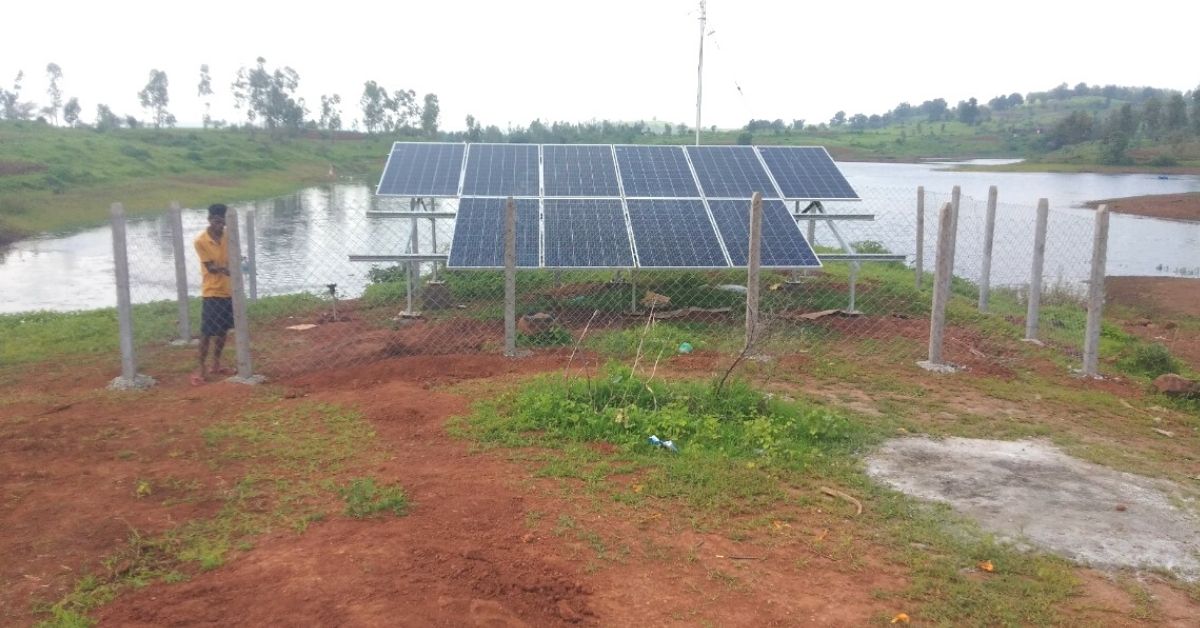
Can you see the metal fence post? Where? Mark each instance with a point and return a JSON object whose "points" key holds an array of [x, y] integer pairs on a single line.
{"points": [[177, 240], [989, 235], [919, 264], [240, 320], [129, 377], [251, 256], [1096, 294], [510, 279], [753, 261], [1039, 255], [942, 274]]}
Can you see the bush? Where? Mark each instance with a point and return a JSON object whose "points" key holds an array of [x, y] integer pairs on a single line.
{"points": [[1151, 360]]}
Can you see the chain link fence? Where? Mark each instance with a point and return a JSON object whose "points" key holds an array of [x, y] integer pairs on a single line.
{"points": [[316, 300]]}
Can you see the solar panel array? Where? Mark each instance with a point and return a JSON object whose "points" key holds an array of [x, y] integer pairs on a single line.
{"points": [[599, 205]]}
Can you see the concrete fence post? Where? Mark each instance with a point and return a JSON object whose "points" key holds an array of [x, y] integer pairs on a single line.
{"points": [[1039, 256], [942, 275], [989, 235], [129, 378], [510, 279], [178, 246], [251, 256], [1096, 293], [754, 257], [919, 264], [240, 318]]}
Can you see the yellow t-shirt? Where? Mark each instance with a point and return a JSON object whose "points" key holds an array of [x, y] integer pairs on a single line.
{"points": [[214, 283]]}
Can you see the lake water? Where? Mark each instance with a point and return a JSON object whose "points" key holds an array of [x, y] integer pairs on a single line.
{"points": [[304, 239]]}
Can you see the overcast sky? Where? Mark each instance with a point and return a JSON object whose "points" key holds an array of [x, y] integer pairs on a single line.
{"points": [[513, 61]]}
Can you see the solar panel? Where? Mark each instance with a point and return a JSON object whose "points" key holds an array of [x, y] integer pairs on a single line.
{"points": [[586, 233], [675, 233], [423, 169], [479, 233], [502, 171], [579, 169], [730, 172], [655, 172], [783, 244], [807, 173]]}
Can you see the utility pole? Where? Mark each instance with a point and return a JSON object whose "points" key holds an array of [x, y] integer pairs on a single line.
{"points": [[700, 66]]}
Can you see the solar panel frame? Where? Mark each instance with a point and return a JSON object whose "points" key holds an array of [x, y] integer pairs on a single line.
{"points": [[660, 243], [747, 162], [493, 228], [781, 235], [472, 187], [431, 190], [562, 185], [553, 245], [822, 175], [636, 186]]}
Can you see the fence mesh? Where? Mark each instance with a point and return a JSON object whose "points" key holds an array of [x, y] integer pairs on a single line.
{"points": [[315, 309]]}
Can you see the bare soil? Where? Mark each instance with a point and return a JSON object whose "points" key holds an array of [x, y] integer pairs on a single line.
{"points": [[1173, 207]]}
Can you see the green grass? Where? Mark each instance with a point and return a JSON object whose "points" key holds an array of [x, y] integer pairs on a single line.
{"points": [[286, 460], [145, 169]]}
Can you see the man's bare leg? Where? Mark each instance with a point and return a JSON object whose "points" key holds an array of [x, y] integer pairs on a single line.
{"points": [[216, 354], [202, 376]]}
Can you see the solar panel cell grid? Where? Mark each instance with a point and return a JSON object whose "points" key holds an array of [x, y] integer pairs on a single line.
{"points": [[423, 169], [675, 233], [586, 233], [730, 172], [579, 171], [655, 172], [479, 233], [502, 171], [783, 244]]}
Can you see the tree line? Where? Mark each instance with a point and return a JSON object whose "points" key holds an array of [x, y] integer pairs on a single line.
{"points": [[267, 95]]}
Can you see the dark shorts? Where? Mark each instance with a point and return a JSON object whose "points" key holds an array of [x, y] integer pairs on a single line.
{"points": [[216, 316]]}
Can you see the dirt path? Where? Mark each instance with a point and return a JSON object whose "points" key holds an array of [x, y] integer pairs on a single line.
{"points": [[1173, 207]]}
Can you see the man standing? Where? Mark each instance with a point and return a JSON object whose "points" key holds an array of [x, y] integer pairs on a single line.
{"points": [[216, 292]]}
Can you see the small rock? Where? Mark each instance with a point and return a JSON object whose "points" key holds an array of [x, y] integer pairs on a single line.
{"points": [[1176, 386]]}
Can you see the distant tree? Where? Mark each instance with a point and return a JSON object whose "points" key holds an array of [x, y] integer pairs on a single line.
{"points": [[969, 112], [54, 75], [1176, 113], [474, 133], [204, 90], [106, 119], [71, 112], [1152, 115], [155, 97], [269, 96], [1115, 141], [330, 114], [430, 114], [13, 107]]}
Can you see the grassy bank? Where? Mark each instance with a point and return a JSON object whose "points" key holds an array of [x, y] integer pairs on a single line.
{"points": [[55, 179]]}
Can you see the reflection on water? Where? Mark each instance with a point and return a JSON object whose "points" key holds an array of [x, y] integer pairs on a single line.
{"points": [[304, 239]]}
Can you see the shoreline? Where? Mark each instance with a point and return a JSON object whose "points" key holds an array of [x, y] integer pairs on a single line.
{"points": [[1183, 207]]}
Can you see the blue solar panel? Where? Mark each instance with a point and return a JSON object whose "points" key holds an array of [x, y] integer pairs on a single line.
{"points": [[502, 169], [479, 233], [675, 233], [586, 233], [807, 173], [655, 172], [423, 169], [730, 172], [783, 244], [579, 171]]}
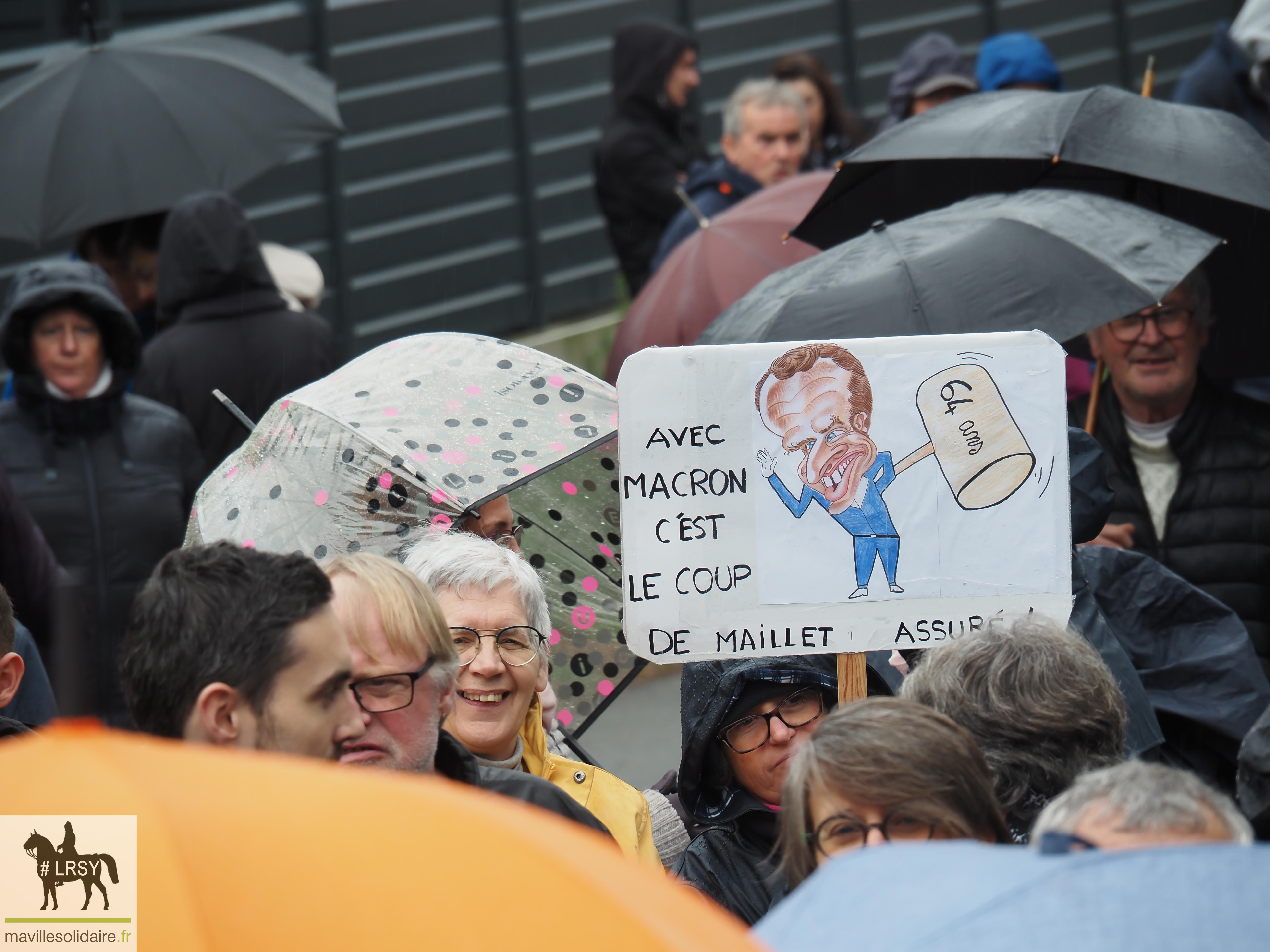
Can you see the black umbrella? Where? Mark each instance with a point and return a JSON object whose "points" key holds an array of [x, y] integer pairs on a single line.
{"points": [[1202, 167], [122, 129], [1057, 261]]}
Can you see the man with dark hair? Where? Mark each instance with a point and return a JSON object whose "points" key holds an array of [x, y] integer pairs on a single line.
{"points": [[239, 648], [12, 667]]}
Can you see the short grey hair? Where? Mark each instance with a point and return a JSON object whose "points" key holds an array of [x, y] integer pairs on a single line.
{"points": [[460, 560], [1141, 796], [1038, 701], [764, 95]]}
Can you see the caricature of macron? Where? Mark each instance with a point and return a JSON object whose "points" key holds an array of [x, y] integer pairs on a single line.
{"points": [[817, 399]]}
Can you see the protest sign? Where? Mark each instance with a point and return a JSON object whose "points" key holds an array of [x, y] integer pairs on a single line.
{"points": [[841, 497]]}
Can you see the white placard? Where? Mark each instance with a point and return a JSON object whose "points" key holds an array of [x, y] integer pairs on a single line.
{"points": [[844, 496]]}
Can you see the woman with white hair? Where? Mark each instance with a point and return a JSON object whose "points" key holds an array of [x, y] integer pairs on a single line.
{"points": [[498, 619]]}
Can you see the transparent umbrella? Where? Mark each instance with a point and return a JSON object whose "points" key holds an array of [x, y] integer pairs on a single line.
{"points": [[409, 439]]}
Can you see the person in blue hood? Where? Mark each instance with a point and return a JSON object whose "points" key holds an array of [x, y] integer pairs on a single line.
{"points": [[765, 139], [1016, 61]]}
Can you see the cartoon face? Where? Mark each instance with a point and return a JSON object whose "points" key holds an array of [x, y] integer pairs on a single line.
{"points": [[812, 414]]}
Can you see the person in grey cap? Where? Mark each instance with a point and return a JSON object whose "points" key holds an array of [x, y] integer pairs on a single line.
{"points": [[931, 71]]}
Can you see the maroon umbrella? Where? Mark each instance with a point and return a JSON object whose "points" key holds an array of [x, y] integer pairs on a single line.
{"points": [[717, 266]]}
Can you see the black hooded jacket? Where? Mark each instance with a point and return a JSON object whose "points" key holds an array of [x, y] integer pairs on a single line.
{"points": [[733, 860], [1217, 535], [456, 763], [110, 479], [225, 327], [647, 148]]}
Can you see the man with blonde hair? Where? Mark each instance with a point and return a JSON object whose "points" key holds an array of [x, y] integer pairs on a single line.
{"points": [[404, 667]]}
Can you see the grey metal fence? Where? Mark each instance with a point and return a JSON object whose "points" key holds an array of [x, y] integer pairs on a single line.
{"points": [[463, 196]]}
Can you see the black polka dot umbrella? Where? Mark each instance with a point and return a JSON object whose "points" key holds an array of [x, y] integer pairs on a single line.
{"points": [[407, 439]]}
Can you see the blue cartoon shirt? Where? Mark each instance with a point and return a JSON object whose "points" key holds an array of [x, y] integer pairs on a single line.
{"points": [[870, 518]]}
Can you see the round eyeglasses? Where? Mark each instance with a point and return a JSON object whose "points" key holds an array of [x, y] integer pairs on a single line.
{"points": [[751, 733], [1172, 323], [515, 645], [845, 832], [388, 692]]}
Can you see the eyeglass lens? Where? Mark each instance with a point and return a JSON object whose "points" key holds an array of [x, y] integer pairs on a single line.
{"points": [[516, 645], [795, 711], [843, 833], [1172, 322]]}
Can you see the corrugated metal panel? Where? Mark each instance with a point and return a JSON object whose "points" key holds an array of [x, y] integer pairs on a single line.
{"points": [[467, 195]]}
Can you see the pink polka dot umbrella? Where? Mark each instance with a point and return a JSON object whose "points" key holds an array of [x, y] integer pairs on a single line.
{"points": [[411, 437]]}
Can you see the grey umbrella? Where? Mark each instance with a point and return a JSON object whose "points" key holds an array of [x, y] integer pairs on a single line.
{"points": [[1203, 167], [127, 127], [1056, 261]]}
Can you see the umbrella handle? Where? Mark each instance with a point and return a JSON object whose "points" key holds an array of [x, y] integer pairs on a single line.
{"points": [[1091, 417]]}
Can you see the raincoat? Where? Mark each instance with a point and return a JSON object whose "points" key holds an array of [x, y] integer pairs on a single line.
{"points": [[733, 861], [1222, 78], [618, 805], [647, 146], [1213, 536], [225, 327], [714, 188], [456, 763], [109, 479]]}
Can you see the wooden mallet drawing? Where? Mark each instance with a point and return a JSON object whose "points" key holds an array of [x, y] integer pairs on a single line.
{"points": [[981, 452]]}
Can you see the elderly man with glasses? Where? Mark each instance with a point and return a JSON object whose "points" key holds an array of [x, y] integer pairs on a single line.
{"points": [[497, 611], [1189, 461], [404, 668]]}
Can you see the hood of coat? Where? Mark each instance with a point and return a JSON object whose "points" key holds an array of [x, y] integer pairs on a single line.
{"points": [[39, 289], [643, 56], [1093, 498], [1008, 59], [723, 176], [928, 64], [210, 262], [707, 692]]}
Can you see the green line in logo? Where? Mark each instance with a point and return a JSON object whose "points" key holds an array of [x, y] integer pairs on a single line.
{"points": [[68, 921]]}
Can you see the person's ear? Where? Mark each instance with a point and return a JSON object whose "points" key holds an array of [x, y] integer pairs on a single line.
{"points": [[12, 668], [540, 683], [1095, 338], [221, 716]]}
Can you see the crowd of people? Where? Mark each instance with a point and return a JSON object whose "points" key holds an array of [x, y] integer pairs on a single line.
{"points": [[1019, 733]]}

========================================================================

Transcribe word for word the lines from the one holding "Can you see the green line" to the last line of the listing above, inclusive.

Can you see the green line in logo? Where? Mark each instance with a point and return a JSON object whose "points" key holds an array of [x, y] integer pairs on a single line.
{"points": [[68, 921]]}
Can you see the person's ear? Where? Mark each instance with a point and return a JSON object whose "points" key holds an array of [x, y] integer pairs on a single line.
{"points": [[12, 668], [540, 683], [1095, 338], [221, 716]]}
Can you see the crowd of people? Where? Mark each instance with a point and return a JSON object whose "points" key holds an array of [x, y] integer pairs on a single line.
{"points": [[1019, 733]]}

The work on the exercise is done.